EXERCISE AIM
Each line below should be set down again unchanged.

Dataset entries
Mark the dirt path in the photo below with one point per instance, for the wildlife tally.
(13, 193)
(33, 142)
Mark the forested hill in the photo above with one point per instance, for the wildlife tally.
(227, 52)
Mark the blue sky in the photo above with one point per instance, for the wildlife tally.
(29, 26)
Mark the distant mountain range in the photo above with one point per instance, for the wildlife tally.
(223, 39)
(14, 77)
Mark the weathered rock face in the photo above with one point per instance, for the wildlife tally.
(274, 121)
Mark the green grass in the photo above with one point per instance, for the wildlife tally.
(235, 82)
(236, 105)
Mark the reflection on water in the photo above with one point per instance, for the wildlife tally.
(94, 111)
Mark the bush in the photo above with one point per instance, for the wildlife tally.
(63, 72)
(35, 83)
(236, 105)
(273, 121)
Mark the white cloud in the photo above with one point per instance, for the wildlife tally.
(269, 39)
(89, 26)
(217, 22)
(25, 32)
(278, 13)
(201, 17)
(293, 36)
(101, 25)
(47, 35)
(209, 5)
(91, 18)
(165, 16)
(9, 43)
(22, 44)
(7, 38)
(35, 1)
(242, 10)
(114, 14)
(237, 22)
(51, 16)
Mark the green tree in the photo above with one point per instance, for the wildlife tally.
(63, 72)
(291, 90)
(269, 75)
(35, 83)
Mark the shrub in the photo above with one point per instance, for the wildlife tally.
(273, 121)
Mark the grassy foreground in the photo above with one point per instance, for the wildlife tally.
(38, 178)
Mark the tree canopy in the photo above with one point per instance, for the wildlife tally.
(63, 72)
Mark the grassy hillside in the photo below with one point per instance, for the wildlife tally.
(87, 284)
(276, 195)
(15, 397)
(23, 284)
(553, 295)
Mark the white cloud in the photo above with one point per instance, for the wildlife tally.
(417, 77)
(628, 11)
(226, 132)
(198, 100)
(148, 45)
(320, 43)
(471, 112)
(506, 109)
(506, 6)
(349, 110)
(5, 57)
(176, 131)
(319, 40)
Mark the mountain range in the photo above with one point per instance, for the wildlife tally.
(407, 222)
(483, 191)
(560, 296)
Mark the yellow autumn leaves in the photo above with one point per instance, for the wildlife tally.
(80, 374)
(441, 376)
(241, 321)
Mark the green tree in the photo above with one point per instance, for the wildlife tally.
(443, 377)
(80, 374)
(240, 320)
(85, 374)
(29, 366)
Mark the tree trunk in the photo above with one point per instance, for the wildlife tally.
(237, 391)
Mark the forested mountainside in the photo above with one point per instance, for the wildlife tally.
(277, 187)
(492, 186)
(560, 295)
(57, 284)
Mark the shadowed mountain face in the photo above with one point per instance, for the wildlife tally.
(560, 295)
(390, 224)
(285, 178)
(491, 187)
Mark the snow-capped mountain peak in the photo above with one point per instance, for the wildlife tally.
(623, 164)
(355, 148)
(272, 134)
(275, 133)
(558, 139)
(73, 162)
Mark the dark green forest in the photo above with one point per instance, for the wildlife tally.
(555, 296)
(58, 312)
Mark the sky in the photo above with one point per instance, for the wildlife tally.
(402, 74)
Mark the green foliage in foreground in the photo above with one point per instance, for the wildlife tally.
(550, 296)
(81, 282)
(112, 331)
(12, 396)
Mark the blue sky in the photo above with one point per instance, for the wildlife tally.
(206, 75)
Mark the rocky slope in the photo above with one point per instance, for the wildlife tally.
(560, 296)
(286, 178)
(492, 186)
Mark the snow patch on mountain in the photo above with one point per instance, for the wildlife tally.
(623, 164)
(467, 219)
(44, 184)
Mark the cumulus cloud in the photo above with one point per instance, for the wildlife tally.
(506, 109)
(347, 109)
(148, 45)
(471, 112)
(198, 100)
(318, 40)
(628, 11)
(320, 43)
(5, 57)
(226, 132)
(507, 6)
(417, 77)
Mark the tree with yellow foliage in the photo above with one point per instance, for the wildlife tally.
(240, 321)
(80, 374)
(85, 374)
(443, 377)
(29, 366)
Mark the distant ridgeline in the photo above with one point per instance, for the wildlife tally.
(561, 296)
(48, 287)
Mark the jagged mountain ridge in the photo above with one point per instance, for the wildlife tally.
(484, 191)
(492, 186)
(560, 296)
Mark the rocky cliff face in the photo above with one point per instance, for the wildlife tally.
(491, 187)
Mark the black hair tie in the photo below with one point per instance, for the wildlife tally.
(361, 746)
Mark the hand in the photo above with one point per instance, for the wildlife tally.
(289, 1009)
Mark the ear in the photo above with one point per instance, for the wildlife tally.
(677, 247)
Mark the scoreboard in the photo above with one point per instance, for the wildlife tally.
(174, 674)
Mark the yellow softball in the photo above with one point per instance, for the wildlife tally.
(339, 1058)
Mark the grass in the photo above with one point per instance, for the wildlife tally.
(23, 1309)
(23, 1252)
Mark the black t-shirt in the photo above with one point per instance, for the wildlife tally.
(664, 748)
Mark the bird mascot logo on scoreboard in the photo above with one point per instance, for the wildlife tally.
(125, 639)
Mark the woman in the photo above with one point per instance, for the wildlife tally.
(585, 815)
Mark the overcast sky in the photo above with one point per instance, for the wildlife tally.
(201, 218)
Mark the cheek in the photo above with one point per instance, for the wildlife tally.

TASK SOLUTION
Mark the dirt path in the photo below with one point per instance, for the wildlife tally.
(13, 193)
(33, 142)
Mark the forested hill in the photo above with one point per instance, for the wildlife tally.
(227, 52)
Mark the blue sky in the photo above with one point per instance, for the wildlife tally.
(29, 26)
Mark the distant mountain range in the photo above with one point per instance, for the wildlife tally.
(223, 39)
(14, 77)
Mark the weathered rock face in the photo above with one point per instance, for the wildlife tally.
(274, 121)
Mark the green grass in the photo above with one point per instance, for the wildlife tally.
(235, 82)
(236, 105)
Mark the reflection on water in the photo above with one point per instance, for the wildlife tally.
(94, 111)
Mark the bush in the photo above with one point per instance, for the wildlife tally.
(63, 72)
(35, 83)
(236, 105)
(273, 121)
Mark the white cloud in the photo above with one point per instance, for the wildlife tally.
(269, 39)
(89, 26)
(217, 22)
(25, 32)
(278, 13)
(201, 17)
(293, 36)
(101, 25)
(47, 35)
(209, 5)
(91, 18)
(165, 16)
(9, 43)
(22, 44)
(7, 38)
(35, 1)
(242, 10)
(114, 14)
(237, 22)
(51, 16)
Mark the green tree in the photo above with one point per instance, for the wildlife tally.
(63, 72)
(291, 90)
(269, 75)
(35, 83)
Mark the shrub in the photo above with one point per instance, for the wildlife tally.
(273, 121)
Mark the grassy foreground in the photo above with one point per instance, for the wildlife tally.
(38, 178)
Mark the tree canopy in the photo above with one point per instance, for the wildlife tally.
(63, 72)
Mark the grassy hillside in the photo below with one point per instance, for the wildlife tally.
(87, 284)
(276, 195)
(15, 397)
(23, 284)
(553, 295)
Mark the white cloud in the photo above with one point per instance, for the wildlife tally.
(417, 77)
(628, 11)
(226, 132)
(198, 100)
(148, 45)
(320, 43)
(471, 112)
(506, 109)
(506, 6)
(349, 110)
(5, 57)
(176, 131)
(319, 40)
Mark the mountain range in the photo above with one point per instance, for the wildlife tally.
(407, 222)
(483, 191)
(560, 296)
Mark the yellow autumn leaves in the photo above with one point per instance, for the wildlife tally.
(80, 374)
(441, 376)
(241, 321)
Mark the green tree in the photo above with one point per instance, for the wildlife tally.
(443, 377)
(80, 374)
(240, 320)
(85, 374)
(29, 366)
Mark the tree trunk in the photo above with one point per instance, for the wildlife tally.
(237, 391)
Mark the forested mountainside in the photo above with one point per instance, for the wildlife tally.
(277, 187)
(492, 186)
(560, 295)
(57, 284)
Mark the shadowed mountain face in the photo above with one point per instance, for the wildlife tally.
(560, 295)
(390, 224)
(285, 178)
(491, 187)
Mark the snow-capped mountain peak in the photo above with one point per instance, for the wildlife tally.
(623, 164)
(355, 148)
(272, 134)
(275, 133)
(558, 139)
(73, 162)
Mark the dark green forest in the photo above with one point per instance, for the wildlife tally.
(555, 296)
(58, 312)
Mark the sky in the photo above with one point per instance, for the wildlife tally.
(402, 74)
Mark the green foliage in foreground in the photo above with one point per instance, for the wildlife tally.
(550, 296)
(81, 282)
(112, 331)
(12, 396)
Mark the blue sky in the photo above with one point per instance, for the wildlife tally.
(206, 75)
Mark the rocky slope in the photo above with one point per instance, for the wildlife tally.
(560, 296)
(286, 178)
(492, 186)
Mark the snow patch on mountain in the photo above with one point per instance, for the wildlife tally.
(623, 164)
(467, 219)
(44, 184)
Mark the cumulus cloud in the photo above with one point per instance, for the wildlife tally.
(506, 109)
(347, 109)
(148, 45)
(471, 112)
(198, 100)
(318, 40)
(628, 11)
(320, 43)
(5, 57)
(226, 132)
(507, 6)
(417, 77)
Mark the tree with yellow foliage in the photo above with one point per instance, for the wildlife tally.
(240, 321)
(80, 374)
(85, 374)
(443, 377)
(29, 366)
Mark the distant ridgeline in the photo above with one point per instance, for the wildlife tally.
(561, 296)
(48, 287)
Mark the jagged mountain ridge in the photo above with one point per instance, for the wildlife tally.
(484, 191)
(492, 186)
(560, 296)
Mark the rocky cliff face in the photo above with one point per instance, for the wildlife tally.
(491, 187)
Mark the black hair tie in the photo below with one point per instance, for the wildlife tally.
(361, 746)
Mark the hand in the photo above with one point per instance, for the wildlife tally.
(289, 1009)
Mark the ear in the photo above with one point per instance, for the wildlife tally.
(677, 247)
Mark the scoreboard in the photo above with one point per instance, for the wildlife tally.
(174, 674)
Mark the yellow softball in the photo above with one point per instance, for the wildlife tally.
(339, 1058)
Mark the grass in the photo above with one point per instance, for the wildlife tally.
(23, 1309)
(23, 1252)
Mark the black t-shirt in the photo above with one point per instance, for the wildlife tally.
(664, 748)
Mark the bird mascot logo on scoreboard in the photo above with one point per instance, for the wildlife tally.
(125, 639)
Mark the woman in the photo above with one point per instance, for the wildlife tally.
(585, 815)
Mark the overcast sky in the photo above with one point per instance, for the wildlife tally.
(201, 218)
Mark the cheek in the photo above with one point per instance, for the wildlife tally.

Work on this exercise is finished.